Start of RECORDS SHOWN

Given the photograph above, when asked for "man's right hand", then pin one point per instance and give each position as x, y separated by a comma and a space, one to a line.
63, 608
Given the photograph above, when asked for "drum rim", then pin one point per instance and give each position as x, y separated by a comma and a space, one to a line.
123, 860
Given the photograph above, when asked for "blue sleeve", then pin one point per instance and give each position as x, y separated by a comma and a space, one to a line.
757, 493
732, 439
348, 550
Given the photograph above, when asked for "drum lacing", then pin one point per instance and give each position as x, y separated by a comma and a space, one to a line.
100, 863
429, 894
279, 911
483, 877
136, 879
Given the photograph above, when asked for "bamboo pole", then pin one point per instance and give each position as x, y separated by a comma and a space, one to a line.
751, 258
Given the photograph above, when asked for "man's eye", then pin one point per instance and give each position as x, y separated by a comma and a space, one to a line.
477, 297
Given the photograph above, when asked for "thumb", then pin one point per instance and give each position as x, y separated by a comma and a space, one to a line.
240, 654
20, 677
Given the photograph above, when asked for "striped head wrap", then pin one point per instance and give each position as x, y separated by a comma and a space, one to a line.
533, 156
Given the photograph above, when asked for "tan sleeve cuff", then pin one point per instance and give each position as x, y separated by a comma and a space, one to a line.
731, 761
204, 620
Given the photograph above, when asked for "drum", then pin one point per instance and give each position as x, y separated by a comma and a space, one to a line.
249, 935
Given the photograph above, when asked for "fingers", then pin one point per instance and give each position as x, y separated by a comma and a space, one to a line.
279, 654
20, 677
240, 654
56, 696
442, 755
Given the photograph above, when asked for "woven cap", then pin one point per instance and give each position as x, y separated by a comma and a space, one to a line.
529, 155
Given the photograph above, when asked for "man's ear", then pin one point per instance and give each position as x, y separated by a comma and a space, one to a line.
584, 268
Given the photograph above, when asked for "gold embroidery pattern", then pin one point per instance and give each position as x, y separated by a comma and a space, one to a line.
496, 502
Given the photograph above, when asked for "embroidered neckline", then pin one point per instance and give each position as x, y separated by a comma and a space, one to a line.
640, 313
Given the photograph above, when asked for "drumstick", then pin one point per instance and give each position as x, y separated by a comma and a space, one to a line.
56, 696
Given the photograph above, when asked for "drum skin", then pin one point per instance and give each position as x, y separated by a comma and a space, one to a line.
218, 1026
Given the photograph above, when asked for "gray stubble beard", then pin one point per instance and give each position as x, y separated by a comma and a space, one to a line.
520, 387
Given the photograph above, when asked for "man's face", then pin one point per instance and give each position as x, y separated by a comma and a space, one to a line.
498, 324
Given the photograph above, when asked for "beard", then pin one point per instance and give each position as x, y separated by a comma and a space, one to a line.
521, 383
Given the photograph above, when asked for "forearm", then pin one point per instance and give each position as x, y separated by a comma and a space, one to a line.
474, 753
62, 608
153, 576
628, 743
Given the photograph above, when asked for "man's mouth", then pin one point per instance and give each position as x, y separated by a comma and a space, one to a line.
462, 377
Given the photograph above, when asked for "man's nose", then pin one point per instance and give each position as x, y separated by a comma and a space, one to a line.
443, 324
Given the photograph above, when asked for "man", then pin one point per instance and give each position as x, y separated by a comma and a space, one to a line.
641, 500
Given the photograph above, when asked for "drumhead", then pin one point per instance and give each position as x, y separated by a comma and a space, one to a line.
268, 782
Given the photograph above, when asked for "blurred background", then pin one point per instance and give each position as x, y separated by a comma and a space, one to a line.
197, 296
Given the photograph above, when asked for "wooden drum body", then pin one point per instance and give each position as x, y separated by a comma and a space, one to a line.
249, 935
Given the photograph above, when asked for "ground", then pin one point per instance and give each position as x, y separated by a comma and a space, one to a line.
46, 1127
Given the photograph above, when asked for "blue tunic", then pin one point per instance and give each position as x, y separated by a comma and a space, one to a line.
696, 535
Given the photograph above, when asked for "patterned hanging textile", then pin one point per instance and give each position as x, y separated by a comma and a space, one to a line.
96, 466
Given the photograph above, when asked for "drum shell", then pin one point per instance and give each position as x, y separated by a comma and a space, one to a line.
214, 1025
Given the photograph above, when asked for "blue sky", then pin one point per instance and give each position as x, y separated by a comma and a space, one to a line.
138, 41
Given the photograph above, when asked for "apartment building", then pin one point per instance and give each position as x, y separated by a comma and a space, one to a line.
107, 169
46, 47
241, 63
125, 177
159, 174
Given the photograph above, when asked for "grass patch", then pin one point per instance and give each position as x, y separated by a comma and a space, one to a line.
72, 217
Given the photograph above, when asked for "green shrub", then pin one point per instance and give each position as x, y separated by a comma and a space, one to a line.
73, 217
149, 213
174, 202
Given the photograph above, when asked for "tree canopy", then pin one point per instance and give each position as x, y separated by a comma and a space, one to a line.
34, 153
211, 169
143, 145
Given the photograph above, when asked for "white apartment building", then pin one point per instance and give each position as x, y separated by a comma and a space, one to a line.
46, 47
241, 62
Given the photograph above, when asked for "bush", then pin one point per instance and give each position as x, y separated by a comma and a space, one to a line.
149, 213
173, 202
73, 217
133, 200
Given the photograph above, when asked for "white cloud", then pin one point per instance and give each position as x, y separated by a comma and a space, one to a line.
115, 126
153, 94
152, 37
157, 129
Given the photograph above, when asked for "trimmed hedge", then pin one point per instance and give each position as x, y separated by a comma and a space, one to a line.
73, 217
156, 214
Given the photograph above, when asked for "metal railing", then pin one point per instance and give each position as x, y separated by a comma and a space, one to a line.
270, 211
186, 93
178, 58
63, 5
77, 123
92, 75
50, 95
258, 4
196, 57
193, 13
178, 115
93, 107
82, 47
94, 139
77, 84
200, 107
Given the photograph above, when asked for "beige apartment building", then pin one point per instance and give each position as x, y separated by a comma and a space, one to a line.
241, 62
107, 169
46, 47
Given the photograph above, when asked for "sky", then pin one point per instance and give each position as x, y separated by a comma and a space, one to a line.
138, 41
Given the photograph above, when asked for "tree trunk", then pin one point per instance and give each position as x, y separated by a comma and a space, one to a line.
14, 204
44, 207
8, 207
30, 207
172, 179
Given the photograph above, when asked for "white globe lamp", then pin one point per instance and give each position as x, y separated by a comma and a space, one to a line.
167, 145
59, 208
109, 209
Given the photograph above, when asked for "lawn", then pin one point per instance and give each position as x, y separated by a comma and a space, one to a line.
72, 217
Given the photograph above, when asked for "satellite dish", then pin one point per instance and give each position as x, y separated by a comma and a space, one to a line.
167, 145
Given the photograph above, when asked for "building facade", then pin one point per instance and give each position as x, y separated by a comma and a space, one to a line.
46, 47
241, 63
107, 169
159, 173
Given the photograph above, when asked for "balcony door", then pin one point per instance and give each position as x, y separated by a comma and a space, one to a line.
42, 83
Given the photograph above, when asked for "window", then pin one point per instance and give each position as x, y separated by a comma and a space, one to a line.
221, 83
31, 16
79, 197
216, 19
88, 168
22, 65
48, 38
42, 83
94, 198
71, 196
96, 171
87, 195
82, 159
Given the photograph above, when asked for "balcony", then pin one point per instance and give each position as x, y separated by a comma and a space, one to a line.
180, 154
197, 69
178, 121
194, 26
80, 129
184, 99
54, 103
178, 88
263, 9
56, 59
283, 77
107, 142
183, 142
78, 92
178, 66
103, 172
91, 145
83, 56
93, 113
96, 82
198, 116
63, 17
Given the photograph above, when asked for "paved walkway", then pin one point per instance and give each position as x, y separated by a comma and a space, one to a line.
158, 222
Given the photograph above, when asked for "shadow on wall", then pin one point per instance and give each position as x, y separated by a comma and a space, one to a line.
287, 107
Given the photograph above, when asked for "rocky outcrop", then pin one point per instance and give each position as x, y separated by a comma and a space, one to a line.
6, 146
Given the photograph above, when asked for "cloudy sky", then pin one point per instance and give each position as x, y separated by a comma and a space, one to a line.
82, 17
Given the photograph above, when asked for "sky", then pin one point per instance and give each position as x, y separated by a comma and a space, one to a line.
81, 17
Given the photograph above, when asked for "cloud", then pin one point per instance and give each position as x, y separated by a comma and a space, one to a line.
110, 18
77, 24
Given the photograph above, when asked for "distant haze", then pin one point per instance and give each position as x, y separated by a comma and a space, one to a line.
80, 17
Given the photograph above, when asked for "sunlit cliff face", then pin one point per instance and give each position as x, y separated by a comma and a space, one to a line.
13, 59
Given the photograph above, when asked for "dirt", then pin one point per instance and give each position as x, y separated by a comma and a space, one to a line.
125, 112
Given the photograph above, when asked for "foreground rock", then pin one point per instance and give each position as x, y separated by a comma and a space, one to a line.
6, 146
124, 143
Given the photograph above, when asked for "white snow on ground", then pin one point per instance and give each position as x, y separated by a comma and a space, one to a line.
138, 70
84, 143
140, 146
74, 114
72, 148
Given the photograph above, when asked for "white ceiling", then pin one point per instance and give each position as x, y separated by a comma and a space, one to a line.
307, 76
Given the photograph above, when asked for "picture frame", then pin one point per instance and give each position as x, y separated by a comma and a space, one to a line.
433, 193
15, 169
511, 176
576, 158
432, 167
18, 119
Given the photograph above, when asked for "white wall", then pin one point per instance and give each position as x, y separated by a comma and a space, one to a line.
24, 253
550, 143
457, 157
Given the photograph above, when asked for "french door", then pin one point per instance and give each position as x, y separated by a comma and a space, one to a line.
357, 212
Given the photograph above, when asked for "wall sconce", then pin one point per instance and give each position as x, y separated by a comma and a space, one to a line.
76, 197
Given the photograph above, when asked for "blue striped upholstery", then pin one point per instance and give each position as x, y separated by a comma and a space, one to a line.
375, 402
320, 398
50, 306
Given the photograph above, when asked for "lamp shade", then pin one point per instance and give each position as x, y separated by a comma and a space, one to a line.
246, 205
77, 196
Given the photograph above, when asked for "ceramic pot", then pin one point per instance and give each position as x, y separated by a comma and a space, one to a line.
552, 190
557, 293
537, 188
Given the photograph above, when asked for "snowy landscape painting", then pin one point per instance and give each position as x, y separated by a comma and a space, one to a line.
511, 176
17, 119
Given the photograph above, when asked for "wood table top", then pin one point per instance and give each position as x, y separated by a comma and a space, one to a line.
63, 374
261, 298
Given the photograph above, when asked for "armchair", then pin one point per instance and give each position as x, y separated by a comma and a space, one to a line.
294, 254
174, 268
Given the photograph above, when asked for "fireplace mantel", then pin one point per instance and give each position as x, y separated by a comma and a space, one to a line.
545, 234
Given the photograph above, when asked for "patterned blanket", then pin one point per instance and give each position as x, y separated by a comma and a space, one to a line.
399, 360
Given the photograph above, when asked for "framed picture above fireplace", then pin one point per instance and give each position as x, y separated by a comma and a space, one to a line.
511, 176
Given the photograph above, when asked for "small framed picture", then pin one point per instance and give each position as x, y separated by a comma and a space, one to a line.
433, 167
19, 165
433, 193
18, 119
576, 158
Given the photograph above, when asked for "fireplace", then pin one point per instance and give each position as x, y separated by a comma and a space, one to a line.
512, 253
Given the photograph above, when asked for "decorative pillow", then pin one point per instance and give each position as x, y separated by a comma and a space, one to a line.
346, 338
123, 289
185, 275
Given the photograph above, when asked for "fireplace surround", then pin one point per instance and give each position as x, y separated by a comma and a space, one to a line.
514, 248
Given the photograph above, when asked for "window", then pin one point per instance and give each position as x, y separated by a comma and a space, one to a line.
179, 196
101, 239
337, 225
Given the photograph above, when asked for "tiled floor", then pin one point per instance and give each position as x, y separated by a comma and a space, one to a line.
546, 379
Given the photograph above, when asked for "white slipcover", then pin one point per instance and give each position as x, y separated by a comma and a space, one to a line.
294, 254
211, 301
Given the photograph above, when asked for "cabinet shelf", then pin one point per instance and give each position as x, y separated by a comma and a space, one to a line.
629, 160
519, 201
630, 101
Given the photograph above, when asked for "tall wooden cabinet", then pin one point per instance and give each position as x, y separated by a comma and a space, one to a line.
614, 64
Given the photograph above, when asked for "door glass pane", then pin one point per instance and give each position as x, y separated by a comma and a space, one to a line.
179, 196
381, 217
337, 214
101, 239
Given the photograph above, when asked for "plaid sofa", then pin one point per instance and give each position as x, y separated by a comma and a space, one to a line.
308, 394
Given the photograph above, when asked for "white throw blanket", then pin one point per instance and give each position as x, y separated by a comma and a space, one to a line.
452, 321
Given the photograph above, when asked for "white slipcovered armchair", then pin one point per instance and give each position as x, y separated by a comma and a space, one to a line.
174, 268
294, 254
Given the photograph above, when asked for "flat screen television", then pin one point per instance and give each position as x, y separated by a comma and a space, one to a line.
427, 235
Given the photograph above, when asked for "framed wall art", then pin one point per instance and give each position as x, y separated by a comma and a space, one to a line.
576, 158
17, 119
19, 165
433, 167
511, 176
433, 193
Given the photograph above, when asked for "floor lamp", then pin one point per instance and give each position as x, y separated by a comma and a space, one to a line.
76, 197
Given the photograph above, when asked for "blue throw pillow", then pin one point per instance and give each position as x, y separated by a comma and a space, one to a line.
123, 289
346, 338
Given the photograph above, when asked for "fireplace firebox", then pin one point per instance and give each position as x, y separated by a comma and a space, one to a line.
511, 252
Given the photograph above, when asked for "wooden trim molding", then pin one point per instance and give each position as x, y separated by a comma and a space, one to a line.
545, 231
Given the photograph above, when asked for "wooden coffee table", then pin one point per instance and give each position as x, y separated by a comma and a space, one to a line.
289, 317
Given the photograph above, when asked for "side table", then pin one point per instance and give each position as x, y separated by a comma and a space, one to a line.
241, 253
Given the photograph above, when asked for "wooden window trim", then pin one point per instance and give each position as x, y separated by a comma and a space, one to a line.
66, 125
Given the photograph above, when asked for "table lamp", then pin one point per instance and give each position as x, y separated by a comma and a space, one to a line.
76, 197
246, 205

End of RECORDS SHOWN

→ PROBLEM DETAILS
Please report each line in the listing above that contains the word "floor", copying every such line in full.

→ COMPLETE ANSWER
Given the photograph above, when asked for "tiled floor", then pin one point per instance and give each position as x, y separated by a comma and a space, one to a line.
Given the photograph above, when asked for "floor lamp", then pin one point per instance and give each position as x, y separated by a comma and a space, one to a line.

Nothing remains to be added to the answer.